The lines needed are those below that contain the word "fence"; copy each one.
Record extracts: Begin
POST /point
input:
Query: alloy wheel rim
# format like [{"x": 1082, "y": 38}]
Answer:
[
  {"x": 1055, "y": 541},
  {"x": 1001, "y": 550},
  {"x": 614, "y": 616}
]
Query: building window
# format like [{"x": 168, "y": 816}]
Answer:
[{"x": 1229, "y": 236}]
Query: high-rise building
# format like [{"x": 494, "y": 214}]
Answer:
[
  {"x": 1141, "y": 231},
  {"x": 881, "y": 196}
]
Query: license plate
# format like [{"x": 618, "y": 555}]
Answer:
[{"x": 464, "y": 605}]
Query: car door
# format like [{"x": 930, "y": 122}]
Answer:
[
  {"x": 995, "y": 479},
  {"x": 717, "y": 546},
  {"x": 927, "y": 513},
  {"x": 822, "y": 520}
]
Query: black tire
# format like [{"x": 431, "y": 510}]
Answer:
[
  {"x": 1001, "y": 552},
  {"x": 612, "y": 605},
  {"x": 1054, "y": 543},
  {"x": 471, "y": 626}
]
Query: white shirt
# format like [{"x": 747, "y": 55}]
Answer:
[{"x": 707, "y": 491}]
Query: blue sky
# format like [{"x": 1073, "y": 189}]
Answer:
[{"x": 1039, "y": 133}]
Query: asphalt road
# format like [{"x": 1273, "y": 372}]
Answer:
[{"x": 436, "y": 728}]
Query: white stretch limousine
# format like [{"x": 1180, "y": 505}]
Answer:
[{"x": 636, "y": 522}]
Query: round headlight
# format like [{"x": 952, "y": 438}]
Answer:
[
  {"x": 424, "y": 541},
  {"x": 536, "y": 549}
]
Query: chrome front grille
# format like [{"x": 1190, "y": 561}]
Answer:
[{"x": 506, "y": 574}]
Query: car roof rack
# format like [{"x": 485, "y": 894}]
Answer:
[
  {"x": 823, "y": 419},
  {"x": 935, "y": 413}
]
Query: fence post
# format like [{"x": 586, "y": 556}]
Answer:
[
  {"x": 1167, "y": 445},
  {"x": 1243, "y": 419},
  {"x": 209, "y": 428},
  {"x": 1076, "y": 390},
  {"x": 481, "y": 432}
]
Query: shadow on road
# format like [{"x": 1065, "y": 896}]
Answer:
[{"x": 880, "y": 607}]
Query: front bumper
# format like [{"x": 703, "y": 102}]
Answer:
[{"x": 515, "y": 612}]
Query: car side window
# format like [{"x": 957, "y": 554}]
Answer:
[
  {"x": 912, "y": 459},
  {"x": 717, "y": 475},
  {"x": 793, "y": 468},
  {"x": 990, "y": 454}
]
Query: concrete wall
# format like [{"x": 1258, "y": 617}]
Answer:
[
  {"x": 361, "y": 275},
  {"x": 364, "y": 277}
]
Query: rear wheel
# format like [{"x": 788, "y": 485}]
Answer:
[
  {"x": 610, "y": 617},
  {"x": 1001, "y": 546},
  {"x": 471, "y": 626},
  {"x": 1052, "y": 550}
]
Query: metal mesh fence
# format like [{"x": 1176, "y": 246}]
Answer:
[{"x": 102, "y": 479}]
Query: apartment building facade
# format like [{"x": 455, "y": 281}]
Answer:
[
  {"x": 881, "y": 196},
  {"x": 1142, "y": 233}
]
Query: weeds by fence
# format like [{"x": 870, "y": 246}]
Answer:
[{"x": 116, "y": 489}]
Record extracts: End
[Solved exercise]:
Query: fence post
Query: metal mesh fence
Query: weeds by fence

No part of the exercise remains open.